▶ **Task prompt**
Please restate, exactly, only the lines from the beginning of the listing below through the line containing "baby gorilla face", with the pictures left out.

▶ **Records provided**

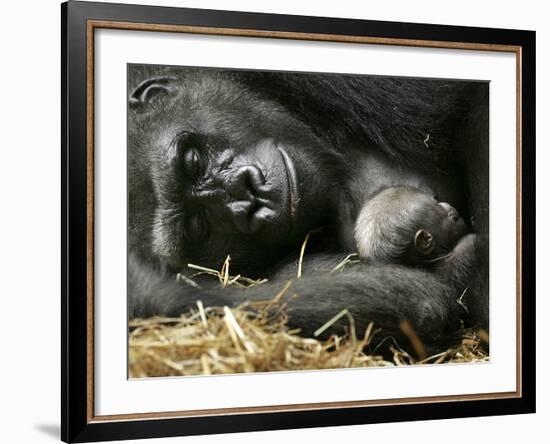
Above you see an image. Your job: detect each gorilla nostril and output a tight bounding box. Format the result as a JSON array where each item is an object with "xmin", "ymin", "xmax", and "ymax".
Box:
[
  {"xmin": 229, "ymin": 165, "xmax": 265, "ymax": 199},
  {"xmin": 248, "ymin": 166, "xmax": 266, "ymax": 192}
]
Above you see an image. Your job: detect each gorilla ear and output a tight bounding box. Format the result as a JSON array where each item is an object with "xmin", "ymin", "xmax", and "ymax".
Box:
[
  {"xmin": 129, "ymin": 76, "xmax": 177, "ymax": 111},
  {"xmin": 414, "ymin": 229, "xmax": 435, "ymax": 255}
]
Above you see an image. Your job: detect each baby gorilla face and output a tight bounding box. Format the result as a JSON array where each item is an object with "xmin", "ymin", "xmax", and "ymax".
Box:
[
  {"xmin": 412, "ymin": 194, "xmax": 468, "ymax": 256},
  {"xmin": 354, "ymin": 186, "xmax": 469, "ymax": 264}
]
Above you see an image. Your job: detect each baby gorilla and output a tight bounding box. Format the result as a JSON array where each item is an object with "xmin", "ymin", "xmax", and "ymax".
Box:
[{"xmin": 354, "ymin": 186, "xmax": 477, "ymax": 289}]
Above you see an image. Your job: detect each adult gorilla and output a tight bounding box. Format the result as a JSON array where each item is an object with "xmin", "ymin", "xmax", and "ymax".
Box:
[{"xmin": 128, "ymin": 64, "xmax": 488, "ymax": 352}]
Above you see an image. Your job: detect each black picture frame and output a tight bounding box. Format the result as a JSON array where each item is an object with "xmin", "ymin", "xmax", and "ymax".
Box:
[{"xmin": 62, "ymin": 1, "xmax": 536, "ymax": 442}]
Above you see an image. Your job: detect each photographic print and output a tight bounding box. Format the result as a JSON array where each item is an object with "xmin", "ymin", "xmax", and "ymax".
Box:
[
  {"xmin": 63, "ymin": 2, "xmax": 535, "ymax": 440},
  {"xmin": 127, "ymin": 65, "xmax": 489, "ymax": 378}
]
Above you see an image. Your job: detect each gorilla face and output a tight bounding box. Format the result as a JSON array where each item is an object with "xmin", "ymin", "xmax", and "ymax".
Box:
[{"xmin": 130, "ymin": 71, "xmax": 336, "ymax": 273}]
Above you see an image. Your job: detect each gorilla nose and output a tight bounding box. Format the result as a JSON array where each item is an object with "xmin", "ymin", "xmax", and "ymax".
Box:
[
  {"xmin": 225, "ymin": 166, "xmax": 276, "ymax": 233},
  {"xmin": 227, "ymin": 165, "xmax": 266, "ymax": 200}
]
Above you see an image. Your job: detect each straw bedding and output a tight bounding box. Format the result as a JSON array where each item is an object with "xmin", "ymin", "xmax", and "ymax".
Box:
[{"xmin": 129, "ymin": 254, "xmax": 488, "ymax": 378}]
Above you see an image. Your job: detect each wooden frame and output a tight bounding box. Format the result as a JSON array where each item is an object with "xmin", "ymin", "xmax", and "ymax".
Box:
[{"xmin": 62, "ymin": 1, "xmax": 536, "ymax": 442}]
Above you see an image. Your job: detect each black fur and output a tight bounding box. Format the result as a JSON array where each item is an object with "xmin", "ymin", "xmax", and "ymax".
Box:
[{"xmin": 127, "ymin": 64, "xmax": 489, "ymax": 352}]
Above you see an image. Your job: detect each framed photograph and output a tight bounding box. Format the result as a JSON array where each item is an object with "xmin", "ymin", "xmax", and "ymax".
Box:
[{"xmin": 62, "ymin": 1, "xmax": 536, "ymax": 442}]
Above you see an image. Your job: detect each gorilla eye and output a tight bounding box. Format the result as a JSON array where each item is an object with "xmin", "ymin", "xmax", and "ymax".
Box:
[
  {"xmin": 182, "ymin": 146, "xmax": 202, "ymax": 179},
  {"xmin": 174, "ymin": 132, "xmax": 205, "ymax": 181}
]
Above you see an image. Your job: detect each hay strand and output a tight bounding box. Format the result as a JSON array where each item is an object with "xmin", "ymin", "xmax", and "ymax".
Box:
[{"xmin": 297, "ymin": 232, "xmax": 311, "ymax": 278}]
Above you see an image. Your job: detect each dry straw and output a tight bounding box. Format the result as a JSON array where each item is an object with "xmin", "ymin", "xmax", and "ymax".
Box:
[{"xmin": 129, "ymin": 248, "xmax": 488, "ymax": 378}]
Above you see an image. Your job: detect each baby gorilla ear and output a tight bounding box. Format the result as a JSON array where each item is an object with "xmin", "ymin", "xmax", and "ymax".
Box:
[
  {"xmin": 129, "ymin": 76, "xmax": 177, "ymax": 111},
  {"xmin": 414, "ymin": 229, "xmax": 435, "ymax": 255}
]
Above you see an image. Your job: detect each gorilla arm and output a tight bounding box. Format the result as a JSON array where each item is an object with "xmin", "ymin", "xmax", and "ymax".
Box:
[
  {"xmin": 129, "ymin": 253, "xmax": 467, "ymax": 349},
  {"xmin": 433, "ymin": 233, "xmax": 479, "ymax": 292}
]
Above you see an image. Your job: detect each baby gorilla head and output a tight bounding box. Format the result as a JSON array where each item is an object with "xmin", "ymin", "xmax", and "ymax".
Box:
[{"xmin": 354, "ymin": 186, "xmax": 468, "ymax": 265}]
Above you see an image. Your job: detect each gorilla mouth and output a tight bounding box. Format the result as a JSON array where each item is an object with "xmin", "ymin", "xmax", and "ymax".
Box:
[{"xmin": 277, "ymin": 146, "xmax": 298, "ymax": 222}]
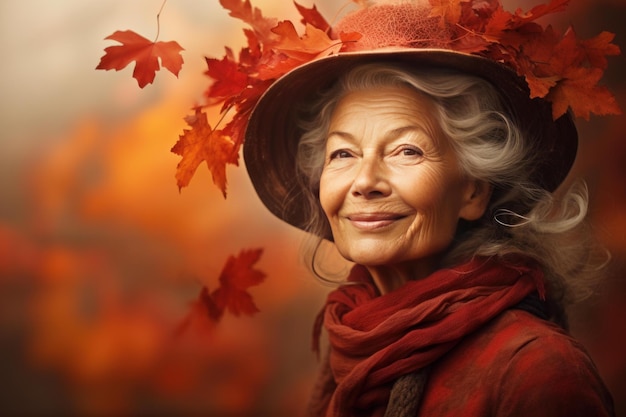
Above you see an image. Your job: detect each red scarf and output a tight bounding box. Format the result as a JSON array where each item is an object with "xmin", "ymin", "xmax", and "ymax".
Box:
[{"xmin": 310, "ymin": 257, "xmax": 546, "ymax": 417}]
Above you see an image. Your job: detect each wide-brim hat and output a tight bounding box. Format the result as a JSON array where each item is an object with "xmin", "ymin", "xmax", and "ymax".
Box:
[
  {"xmin": 243, "ymin": 49, "xmax": 577, "ymax": 231},
  {"xmin": 243, "ymin": 2, "xmax": 581, "ymax": 232}
]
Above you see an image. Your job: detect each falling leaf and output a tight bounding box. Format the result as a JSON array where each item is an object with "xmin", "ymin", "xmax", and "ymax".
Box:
[
  {"xmin": 171, "ymin": 109, "xmax": 238, "ymax": 196},
  {"xmin": 175, "ymin": 287, "xmax": 222, "ymax": 337},
  {"xmin": 176, "ymin": 249, "xmax": 267, "ymax": 338},
  {"xmin": 96, "ymin": 30, "xmax": 184, "ymax": 88},
  {"xmin": 212, "ymin": 249, "xmax": 266, "ymax": 317}
]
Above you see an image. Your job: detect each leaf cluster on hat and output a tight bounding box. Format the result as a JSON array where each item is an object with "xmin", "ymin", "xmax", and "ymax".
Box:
[{"xmin": 172, "ymin": 0, "xmax": 621, "ymax": 231}]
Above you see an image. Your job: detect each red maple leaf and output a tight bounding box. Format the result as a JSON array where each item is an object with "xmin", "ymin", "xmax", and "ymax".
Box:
[
  {"xmin": 580, "ymin": 31, "xmax": 621, "ymax": 70},
  {"xmin": 548, "ymin": 67, "xmax": 621, "ymax": 120},
  {"xmin": 533, "ymin": 27, "xmax": 622, "ymax": 119},
  {"xmin": 295, "ymin": 1, "xmax": 330, "ymax": 32},
  {"xmin": 221, "ymin": 81, "xmax": 273, "ymax": 149},
  {"xmin": 175, "ymin": 287, "xmax": 222, "ymax": 337},
  {"xmin": 240, "ymin": 28, "xmax": 263, "ymax": 67},
  {"xmin": 175, "ymin": 248, "xmax": 267, "ymax": 336},
  {"xmin": 96, "ymin": 30, "xmax": 184, "ymax": 88},
  {"xmin": 212, "ymin": 249, "xmax": 266, "ymax": 317},
  {"xmin": 170, "ymin": 109, "xmax": 239, "ymax": 196},
  {"xmin": 204, "ymin": 51, "xmax": 250, "ymax": 104}
]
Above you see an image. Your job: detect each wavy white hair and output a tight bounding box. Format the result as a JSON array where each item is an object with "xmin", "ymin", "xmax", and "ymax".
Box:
[{"xmin": 295, "ymin": 63, "xmax": 608, "ymax": 323}]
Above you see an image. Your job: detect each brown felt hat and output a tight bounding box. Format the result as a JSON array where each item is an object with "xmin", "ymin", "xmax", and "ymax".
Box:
[{"xmin": 242, "ymin": 4, "xmax": 578, "ymax": 232}]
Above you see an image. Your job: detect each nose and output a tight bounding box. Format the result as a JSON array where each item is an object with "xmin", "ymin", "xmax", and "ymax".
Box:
[{"xmin": 351, "ymin": 155, "xmax": 391, "ymax": 198}]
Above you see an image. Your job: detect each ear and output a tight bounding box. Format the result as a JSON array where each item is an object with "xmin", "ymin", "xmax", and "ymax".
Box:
[{"xmin": 459, "ymin": 179, "xmax": 492, "ymax": 221}]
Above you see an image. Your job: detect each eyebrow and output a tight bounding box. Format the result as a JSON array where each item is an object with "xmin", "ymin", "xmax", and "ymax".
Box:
[{"xmin": 327, "ymin": 125, "xmax": 429, "ymax": 142}]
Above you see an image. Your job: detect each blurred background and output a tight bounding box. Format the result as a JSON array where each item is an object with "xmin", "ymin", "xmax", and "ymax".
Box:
[{"xmin": 0, "ymin": 0, "xmax": 624, "ymax": 416}]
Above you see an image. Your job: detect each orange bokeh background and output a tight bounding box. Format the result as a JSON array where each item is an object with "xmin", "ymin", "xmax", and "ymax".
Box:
[{"xmin": 1, "ymin": 1, "xmax": 625, "ymax": 416}]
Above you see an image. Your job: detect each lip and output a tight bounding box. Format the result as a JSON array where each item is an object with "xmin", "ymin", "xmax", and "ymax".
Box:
[{"xmin": 345, "ymin": 212, "xmax": 406, "ymax": 231}]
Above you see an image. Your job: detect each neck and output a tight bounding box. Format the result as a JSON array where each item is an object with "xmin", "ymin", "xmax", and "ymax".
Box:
[{"xmin": 366, "ymin": 256, "xmax": 440, "ymax": 295}]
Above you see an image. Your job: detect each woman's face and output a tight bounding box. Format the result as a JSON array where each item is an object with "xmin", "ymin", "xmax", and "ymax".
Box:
[{"xmin": 319, "ymin": 86, "xmax": 480, "ymax": 268}]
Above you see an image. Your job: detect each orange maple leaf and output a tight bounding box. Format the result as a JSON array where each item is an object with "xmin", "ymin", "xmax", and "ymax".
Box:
[
  {"xmin": 212, "ymin": 249, "xmax": 266, "ymax": 317},
  {"xmin": 170, "ymin": 109, "xmax": 239, "ymax": 196},
  {"xmin": 428, "ymin": 0, "xmax": 464, "ymax": 27},
  {"xmin": 96, "ymin": 30, "xmax": 184, "ymax": 88},
  {"xmin": 219, "ymin": 0, "xmax": 278, "ymax": 46},
  {"xmin": 272, "ymin": 22, "xmax": 342, "ymax": 62}
]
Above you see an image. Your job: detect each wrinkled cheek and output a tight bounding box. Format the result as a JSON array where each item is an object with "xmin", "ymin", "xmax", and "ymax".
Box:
[
  {"xmin": 319, "ymin": 179, "xmax": 345, "ymax": 225},
  {"xmin": 408, "ymin": 211, "xmax": 455, "ymax": 254}
]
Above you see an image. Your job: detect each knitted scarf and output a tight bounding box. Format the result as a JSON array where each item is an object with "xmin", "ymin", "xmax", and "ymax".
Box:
[{"xmin": 307, "ymin": 257, "xmax": 546, "ymax": 417}]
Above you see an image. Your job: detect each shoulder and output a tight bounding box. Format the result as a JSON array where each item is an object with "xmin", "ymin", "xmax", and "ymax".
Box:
[
  {"xmin": 477, "ymin": 309, "xmax": 587, "ymax": 366},
  {"xmin": 474, "ymin": 310, "xmax": 614, "ymax": 416},
  {"xmin": 424, "ymin": 309, "xmax": 614, "ymax": 417}
]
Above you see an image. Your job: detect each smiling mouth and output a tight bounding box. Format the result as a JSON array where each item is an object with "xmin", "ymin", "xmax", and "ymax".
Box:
[{"xmin": 346, "ymin": 213, "xmax": 406, "ymax": 231}]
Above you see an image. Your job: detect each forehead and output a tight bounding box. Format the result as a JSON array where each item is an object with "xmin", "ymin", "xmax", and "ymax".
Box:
[{"xmin": 329, "ymin": 85, "xmax": 444, "ymax": 141}]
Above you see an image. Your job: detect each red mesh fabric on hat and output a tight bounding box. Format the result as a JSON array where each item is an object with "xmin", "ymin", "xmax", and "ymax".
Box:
[{"xmin": 334, "ymin": 2, "xmax": 452, "ymax": 51}]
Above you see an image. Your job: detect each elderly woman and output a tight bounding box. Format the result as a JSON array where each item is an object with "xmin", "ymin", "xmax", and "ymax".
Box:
[
  {"xmin": 292, "ymin": 63, "xmax": 613, "ymax": 417},
  {"xmin": 226, "ymin": 0, "xmax": 618, "ymax": 416}
]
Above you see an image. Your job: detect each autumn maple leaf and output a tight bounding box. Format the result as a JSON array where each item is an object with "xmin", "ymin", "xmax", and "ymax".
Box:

▶ **Exercise response**
Above you see an image. Your job: detect each gorilla nostril and output a tight bounding box. Format the result as a JSON array where each item is an object with "xmin", "ymin", "xmax", and "ymax".
Box:
[
  {"xmin": 229, "ymin": 165, "xmax": 265, "ymax": 199},
  {"xmin": 248, "ymin": 166, "xmax": 266, "ymax": 192}
]
Above you see an image. Your job: detect each gorilla ear and output a tight bounding box. Format the result as a JSON array where each item is an object with "xmin", "ymin", "xmax", and "ymax".
Box:
[
  {"xmin": 129, "ymin": 76, "xmax": 177, "ymax": 111},
  {"xmin": 414, "ymin": 229, "xmax": 435, "ymax": 255}
]
Above you see an image. Your job: detect each baby gorilla face and output a tight bounding box. Format the result as a JSON array where each item is an object with "xmin", "ymin", "xmax", and "ymax".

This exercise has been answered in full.